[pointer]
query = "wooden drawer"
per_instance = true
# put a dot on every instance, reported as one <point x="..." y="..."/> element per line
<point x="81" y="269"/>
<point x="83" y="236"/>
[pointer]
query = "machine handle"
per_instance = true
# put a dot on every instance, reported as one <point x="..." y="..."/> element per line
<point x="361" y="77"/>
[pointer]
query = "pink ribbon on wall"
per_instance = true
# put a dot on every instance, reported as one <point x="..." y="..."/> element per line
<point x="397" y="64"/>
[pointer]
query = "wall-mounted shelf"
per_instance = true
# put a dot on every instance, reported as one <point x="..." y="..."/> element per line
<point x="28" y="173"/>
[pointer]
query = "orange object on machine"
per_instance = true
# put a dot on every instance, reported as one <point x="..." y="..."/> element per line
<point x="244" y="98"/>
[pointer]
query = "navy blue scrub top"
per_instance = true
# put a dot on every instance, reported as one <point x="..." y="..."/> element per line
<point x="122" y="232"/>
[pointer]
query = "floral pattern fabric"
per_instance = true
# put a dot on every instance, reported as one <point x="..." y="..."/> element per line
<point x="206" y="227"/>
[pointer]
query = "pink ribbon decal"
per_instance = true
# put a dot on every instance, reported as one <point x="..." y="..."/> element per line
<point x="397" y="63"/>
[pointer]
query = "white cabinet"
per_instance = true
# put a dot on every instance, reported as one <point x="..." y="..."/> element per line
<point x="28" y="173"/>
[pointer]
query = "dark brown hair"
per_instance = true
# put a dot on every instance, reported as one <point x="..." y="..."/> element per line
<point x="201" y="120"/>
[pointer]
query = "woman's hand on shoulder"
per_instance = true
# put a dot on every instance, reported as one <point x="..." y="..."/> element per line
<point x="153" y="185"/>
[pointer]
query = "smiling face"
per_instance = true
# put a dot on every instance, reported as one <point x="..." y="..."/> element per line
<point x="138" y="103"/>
==============================
◆ **Problem details**:
Reproduce the material above exactly; please quote every line of it.

◆ **Answer to this problem**:
[pointer]
query = "wooden drawer"
per_instance = true
# put a dot on every instance, reported as one <point x="..." y="..."/> element per line
<point x="81" y="269"/>
<point x="83" y="236"/>
[pointer]
query = "machine handle"
per_instance = true
# put a dot on every instance, reported as one <point x="..." y="..."/> element per line
<point x="361" y="77"/>
[pointer]
query = "pink ribbon on wall"
per_instance = true
# put a dot on every instance, reported as one <point x="..." y="..."/> element per line
<point x="397" y="64"/>
[pointer]
query = "wall-mounted shelf"
per_instance = true
# put a dot on every instance, reported as one <point x="..." y="..."/> element per line
<point x="28" y="173"/>
[pointer]
query = "orange object on machine"
per_instance = true
# put a dot on every instance, reported as one <point x="..." y="..."/> element per line
<point x="244" y="98"/>
[pointer]
query = "navy blue scrub top"
per_instance = true
# put a dot on every instance, reported as one <point x="..." y="..."/> element per line
<point x="122" y="232"/>
[pointer]
query = "floral pattern fabric"
per_instance = true
# put a dot on every instance, reported as one <point x="..." y="..."/> element per line
<point x="206" y="227"/>
[pointer]
query = "pink ribbon decal"
per_instance = true
# put a dot on every instance, reported as one <point x="..." y="..."/> element per line
<point x="397" y="63"/>
[pointer]
query = "white cabinet"
per_instance = true
# put a dot on every instance, reported as one <point x="..." y="..."/> element per line
<point x="28" y="173"/>
[pointer]
query = "dark brown hair"
per_instance = true
# put a dot on every instance, reported as one <point x="..." y="..."/> element per line
<point x="201" y="120"/>
[pointer]
query = "woman's hand on shoulder"
per_instance = true
# put a dot on every instance, reported as one <point x="..." y="..."/> element per line
<point x="153" y="185"/>
[pointer]
query = "smiling face"
per_instance = true
# put a dot on every instance, reported as one <point x="..." y="..."/> element per line
<point x="138" y="103"/>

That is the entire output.